Wednesday, October 26, 2016

The Readout by Damian Garde & Meghana Keshavan

Welcome to The Readout, where we bring you the latest in biotech. Follow us on Twitter: @damiangarde@megkesh, and @statnews.

How Purdue Pharma bought its way out of an OxyContin roadblock

Back in 2001, West Virginia officials, hoping to stem the spread of fatal OxyContin overdoses, came up with a plan: requiring prior authorization before allowing the powerful painkiller to be prescribed.

But unbeknownst to them, Purdue Pharma, the drug's manufacturer, had a deal with a middleman in which it traded rebates in exchange for a guarantee that OxyContin remained available. Years later, in the midst of an opioid overdose epidemic, local officials recall "screaming at a wall" as the seeds of crisis were planted in their community.

STAT's David Armstrong has the story.

Ask anyone: The pricing issue isn’t going anywhere

Public furor over the escalating cost of medicines isn’t constrained to a single tweet or congressional scolding session. And, as mounting evidence suggests, it’s not going to go away on Nov. 9.

Just ask famed short-seller Andrew Left, who made his name betting against Enron and was largely proven right when he recently came after Valeant Pharmaceuticals. Yesterday, Business Insider asked him about promising short opportunities coming out of the election. He’s wagering that drug companies will take a hit on pricing. 

“The only idea short term is to see if the government is serious about regulating pricing on prescription pharmaceuticals and what companies are levered up and who can be vulnerable,” Left said.

Meanwhile, PhRMA is raising annual membership dues by 50 percent. That'll give it a $300 million war chest to defend the drug industry post-election and prepare for legislative fights around the country. The industry is already fighting “tooth and nail,” as Eli Lilly CEO John Lechleiter put it, to defeat a California proposition that would constrain pricing in the state.

"We expect pricing to become more difficult in the US over the next three to five years," Novartis CEO Joe Jimenez told investors on Tuesday. He is not alone.

Pfizer CEO Ian Read: Perhaps not a scofflaw, but scoffing at law

Pfizer CEO Ian Read has ample reason to be disgruntled with The Man: That Pfizer-Allergan mega-deal was, after all, axed earlier this year by the US government.

* **EXTRACTED INFORMATION**

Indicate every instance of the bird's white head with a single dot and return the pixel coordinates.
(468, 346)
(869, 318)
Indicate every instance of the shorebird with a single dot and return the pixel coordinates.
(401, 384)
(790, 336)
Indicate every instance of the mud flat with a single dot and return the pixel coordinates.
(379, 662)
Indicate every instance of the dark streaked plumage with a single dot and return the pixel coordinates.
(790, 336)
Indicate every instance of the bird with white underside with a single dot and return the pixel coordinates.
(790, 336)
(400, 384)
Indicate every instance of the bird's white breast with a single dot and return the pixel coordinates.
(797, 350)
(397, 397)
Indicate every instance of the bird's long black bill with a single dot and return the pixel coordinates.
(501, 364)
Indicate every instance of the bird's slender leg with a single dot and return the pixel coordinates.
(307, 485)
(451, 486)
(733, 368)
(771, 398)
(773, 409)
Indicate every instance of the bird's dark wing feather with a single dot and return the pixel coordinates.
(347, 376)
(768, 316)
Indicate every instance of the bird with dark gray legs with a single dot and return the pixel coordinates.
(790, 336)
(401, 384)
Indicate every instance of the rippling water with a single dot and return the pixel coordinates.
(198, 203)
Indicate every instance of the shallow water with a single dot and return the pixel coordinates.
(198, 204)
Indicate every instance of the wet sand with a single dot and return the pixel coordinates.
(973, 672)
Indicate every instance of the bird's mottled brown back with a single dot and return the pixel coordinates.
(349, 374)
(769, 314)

* **WHAT THIS TASK INVOLVES**
Decide whether each statement agrees with The Readout newsletter, answering yes or no and quoting the words of the newsletter that settle it. 1. In 2001, West Virginia officials planned to require prior authorization before OxyContin could be prescribed. 2. PhRMA is raising its annual membership dues by 25 percent. 3. Andrew Left made his name betting against Valeant Pharmaceuticals. Nothing in the records is needed for this work.

* **TASK RESPONSE**
1. Yes: "requiring prior authorization before allowing the powerful painkiller to be prescribed."
2. No: "PhRMA is raising annual membership dues by 50 percent."
3. No: "who made his name betting against Enron"